BEGIN

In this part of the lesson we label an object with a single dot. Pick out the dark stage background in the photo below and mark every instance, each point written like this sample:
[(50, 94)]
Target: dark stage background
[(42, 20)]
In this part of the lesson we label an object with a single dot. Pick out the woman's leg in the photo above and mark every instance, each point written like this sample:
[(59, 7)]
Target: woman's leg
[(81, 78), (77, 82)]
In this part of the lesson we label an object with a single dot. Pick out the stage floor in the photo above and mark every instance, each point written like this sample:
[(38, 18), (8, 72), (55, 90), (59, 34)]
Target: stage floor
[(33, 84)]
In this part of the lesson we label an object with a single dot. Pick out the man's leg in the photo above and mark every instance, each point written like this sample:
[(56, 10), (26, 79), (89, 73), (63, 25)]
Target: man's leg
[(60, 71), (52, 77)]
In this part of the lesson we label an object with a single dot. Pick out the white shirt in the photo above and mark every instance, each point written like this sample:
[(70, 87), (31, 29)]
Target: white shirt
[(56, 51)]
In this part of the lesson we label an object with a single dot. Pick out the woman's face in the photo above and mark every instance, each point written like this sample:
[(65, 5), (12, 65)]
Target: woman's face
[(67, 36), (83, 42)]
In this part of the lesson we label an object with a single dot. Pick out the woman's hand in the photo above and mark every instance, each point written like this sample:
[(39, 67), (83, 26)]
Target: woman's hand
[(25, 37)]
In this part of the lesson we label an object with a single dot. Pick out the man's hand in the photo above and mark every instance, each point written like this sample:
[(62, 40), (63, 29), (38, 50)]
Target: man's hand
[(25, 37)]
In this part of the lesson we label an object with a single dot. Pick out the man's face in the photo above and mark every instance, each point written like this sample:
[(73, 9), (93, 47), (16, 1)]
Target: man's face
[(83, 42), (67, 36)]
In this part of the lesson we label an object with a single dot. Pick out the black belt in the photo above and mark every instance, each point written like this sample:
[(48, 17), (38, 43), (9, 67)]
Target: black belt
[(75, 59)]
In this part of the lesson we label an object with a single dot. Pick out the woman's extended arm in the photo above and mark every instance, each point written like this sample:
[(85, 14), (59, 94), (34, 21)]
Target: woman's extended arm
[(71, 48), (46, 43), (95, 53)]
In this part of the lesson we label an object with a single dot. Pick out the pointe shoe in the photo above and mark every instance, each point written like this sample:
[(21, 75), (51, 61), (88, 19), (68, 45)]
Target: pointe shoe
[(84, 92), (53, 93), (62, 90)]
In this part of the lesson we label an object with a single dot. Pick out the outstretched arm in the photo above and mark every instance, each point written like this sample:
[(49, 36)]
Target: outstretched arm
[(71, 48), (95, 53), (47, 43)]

END

TASK PROMPT » Repeat exactly, and only, the lines of the records above, starting with the line that contains "out the pointe" and ending with the final line, both included.

WRITTEN ANSWER »
In this part of the lesson we label an object with a single dot. Pick out the pointe shoe in the photo above and mark every instance, each point written like this sample:
[(21, 75), (51, 61), (88, 19), (68, 45)]
Target: pointe shoe
[(84, 92), (53, 93), (62, 90)]
In this part of the lesson we label an object with a single dot. Pick out the outstretched arm in the photo above and mark every instance, each point written like this sample:
[(49, 36)]
Target: outstretched arm
[(71, 48), (95, 53), (47, 43)]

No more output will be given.